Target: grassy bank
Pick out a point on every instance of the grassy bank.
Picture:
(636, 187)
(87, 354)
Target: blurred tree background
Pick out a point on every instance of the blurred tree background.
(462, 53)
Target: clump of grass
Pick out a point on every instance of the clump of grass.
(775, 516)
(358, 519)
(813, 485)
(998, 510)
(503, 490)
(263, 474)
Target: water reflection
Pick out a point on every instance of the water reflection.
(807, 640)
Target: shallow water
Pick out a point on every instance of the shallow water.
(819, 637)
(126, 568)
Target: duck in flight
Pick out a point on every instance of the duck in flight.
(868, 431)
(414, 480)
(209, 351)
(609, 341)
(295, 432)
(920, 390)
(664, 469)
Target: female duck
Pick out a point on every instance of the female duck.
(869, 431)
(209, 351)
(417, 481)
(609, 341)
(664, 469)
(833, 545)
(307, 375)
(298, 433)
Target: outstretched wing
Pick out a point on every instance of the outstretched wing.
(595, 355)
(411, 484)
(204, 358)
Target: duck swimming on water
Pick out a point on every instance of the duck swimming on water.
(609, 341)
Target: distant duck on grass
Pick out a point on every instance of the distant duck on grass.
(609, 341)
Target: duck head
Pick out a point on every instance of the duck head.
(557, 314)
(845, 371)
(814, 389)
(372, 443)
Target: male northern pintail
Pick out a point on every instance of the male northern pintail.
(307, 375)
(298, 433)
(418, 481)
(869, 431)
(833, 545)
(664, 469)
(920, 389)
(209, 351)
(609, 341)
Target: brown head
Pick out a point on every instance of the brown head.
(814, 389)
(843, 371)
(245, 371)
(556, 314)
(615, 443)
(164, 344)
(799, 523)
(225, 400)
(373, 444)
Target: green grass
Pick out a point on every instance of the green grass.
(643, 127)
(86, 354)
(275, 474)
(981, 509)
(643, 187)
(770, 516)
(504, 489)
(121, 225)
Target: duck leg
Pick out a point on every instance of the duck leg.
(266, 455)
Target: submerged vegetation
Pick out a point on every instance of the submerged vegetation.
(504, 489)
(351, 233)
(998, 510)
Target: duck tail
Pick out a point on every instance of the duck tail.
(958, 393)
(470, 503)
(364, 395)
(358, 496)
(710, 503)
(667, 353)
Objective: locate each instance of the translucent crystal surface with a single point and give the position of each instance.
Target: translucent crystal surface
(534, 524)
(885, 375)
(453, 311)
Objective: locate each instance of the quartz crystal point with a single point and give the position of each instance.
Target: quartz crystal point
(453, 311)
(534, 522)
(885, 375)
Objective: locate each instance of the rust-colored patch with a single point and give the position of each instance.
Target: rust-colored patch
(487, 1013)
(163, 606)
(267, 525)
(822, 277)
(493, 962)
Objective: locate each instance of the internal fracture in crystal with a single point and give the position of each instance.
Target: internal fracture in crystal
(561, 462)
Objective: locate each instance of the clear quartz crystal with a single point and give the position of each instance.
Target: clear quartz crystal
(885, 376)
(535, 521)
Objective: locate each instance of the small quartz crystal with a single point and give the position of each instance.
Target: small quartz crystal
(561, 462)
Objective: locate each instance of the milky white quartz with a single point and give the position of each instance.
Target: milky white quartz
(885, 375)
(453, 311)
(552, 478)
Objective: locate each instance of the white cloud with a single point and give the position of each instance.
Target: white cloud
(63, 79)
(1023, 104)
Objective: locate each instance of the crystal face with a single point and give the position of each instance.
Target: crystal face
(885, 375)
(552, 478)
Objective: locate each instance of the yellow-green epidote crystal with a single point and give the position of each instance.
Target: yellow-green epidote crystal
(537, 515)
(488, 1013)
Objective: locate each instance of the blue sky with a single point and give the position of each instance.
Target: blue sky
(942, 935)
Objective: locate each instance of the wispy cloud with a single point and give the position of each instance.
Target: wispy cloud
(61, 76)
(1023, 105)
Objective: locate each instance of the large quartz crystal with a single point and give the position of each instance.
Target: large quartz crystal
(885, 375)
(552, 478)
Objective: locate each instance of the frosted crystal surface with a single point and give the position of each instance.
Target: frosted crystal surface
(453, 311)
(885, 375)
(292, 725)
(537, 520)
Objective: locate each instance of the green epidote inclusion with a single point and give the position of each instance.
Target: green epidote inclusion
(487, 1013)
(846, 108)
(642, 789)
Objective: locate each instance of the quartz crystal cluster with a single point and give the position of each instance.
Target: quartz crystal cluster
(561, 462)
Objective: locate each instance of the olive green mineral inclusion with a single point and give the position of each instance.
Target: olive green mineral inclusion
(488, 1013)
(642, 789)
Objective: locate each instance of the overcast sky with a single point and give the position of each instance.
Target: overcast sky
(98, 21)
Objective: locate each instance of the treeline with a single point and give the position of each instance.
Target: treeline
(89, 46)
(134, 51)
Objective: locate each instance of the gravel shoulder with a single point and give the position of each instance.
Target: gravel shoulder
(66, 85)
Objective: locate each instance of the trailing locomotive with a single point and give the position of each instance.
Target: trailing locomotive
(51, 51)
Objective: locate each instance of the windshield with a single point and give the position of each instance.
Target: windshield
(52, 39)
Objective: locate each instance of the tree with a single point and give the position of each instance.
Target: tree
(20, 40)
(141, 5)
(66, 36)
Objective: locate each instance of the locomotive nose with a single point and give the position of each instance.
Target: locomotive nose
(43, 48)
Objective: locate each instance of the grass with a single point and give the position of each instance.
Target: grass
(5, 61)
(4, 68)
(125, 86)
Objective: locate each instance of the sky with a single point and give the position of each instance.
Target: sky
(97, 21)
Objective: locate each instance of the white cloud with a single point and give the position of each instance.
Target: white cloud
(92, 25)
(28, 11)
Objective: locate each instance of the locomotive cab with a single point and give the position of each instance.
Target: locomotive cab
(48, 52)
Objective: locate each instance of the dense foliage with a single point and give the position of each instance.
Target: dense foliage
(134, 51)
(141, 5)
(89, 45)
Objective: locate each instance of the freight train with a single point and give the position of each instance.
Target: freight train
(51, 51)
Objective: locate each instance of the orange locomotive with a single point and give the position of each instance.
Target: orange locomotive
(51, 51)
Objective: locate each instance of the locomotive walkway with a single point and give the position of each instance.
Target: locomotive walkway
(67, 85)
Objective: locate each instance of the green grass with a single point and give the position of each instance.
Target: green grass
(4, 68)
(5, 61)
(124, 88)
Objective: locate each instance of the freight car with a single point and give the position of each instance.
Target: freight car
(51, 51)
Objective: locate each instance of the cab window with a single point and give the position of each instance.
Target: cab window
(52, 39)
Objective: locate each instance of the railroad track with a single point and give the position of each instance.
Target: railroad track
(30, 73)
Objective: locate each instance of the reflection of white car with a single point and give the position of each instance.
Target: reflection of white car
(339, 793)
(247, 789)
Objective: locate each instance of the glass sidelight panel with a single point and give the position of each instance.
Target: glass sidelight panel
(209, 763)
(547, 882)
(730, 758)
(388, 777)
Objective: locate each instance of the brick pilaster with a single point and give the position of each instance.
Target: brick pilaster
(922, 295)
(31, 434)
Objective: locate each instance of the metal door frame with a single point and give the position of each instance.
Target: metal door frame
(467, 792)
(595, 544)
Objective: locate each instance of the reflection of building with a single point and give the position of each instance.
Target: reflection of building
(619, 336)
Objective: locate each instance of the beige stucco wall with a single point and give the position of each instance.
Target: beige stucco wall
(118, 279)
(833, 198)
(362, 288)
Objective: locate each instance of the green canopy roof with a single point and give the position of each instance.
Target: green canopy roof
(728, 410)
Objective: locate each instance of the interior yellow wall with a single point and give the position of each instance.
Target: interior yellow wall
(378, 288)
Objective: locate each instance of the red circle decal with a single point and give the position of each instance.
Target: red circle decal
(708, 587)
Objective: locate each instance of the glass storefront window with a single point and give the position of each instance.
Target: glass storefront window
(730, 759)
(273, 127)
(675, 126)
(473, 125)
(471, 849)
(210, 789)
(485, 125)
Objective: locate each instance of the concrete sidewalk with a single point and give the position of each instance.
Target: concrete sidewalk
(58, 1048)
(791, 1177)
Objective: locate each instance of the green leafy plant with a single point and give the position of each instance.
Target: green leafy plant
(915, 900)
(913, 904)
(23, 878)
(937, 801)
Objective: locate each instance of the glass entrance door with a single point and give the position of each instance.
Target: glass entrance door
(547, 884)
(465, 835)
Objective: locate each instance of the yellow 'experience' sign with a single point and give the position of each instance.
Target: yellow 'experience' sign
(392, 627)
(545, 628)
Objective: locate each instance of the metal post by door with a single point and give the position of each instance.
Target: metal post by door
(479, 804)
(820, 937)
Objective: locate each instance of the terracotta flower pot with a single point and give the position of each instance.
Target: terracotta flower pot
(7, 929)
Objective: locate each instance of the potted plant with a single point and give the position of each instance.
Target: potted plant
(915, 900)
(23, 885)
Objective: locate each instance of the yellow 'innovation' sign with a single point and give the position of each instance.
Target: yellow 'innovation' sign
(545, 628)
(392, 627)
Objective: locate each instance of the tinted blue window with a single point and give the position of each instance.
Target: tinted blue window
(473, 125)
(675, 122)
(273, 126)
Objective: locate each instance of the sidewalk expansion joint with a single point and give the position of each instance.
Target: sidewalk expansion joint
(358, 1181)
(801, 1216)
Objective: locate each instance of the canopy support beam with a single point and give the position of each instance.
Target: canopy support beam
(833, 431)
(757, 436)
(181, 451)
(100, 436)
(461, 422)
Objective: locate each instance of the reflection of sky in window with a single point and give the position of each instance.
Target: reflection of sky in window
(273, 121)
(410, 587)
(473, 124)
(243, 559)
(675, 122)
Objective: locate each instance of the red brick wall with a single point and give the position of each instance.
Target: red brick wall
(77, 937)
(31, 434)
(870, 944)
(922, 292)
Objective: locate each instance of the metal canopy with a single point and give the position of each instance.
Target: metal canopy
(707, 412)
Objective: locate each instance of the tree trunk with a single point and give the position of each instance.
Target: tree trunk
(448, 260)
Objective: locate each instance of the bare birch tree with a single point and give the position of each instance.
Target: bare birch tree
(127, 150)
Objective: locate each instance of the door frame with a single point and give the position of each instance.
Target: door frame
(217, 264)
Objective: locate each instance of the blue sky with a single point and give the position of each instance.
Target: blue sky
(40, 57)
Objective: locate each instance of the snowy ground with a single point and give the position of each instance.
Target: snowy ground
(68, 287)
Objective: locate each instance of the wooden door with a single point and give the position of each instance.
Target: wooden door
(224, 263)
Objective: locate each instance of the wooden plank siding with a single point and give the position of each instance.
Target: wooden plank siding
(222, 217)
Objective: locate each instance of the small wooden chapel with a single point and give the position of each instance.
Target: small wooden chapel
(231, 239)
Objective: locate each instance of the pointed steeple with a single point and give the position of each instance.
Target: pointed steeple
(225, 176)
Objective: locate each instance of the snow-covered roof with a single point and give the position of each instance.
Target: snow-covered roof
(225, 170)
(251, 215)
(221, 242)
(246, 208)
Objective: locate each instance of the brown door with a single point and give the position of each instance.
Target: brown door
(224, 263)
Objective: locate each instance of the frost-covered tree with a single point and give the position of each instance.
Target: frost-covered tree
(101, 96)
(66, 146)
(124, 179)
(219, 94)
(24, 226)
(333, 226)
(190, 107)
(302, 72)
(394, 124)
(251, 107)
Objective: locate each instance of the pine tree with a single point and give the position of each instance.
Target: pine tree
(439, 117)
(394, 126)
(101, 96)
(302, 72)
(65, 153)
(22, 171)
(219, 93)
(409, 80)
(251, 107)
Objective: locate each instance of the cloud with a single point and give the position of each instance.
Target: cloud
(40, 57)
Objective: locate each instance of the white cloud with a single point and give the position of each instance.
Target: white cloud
· · · · ·
◆ REQUIRED WORK: The lines to reproduce run from the line containing "Objective: locate each instance of the pointed" to the end of the listing; write them out exactly and add nothing.

◆ TASK RESULT:
Objective: locate each instance of the pointed steeple with a single point and give the position of each instance.
Target: pointed steeple
(225, 176)
Objective: locate each instance of the snow-covered roof with a single point and give the position of each instance.
Target: snow-covered roof
(225, 170)
(251, 215)
(221, 242)
(246, 208)
Objective: locate each instance of the brown door with a single point and give the position of each instance.
Target: brown door
(224, 263)
Objective: locate each instance of the frost-covered tree with a single point and give the position of each instance.
Target: frost-covered tree
(101, 96)
(66, 146)
(124, 179)
(219, 94)
(24, 226)
(333, 226)
(190, 107)
(302, 72)
(394, 124)
(251, 107)
Objective: locate each instance of the pine tree with a single point and give the position of each instance.
Target: pine tree
(439, 117)
(394, 126)
(101, 96)
(302, 72)
(65, 153)
(22, 171)
(219, 93)
(409, 80)
(251, 107)
Objective: locate each instance of the cloud with a single point and give the position of each instance.
Target: cloud
(40, 57)
Objective: locate each instance of the white cloud with a single point and give the position of each instance.
Target: white cloud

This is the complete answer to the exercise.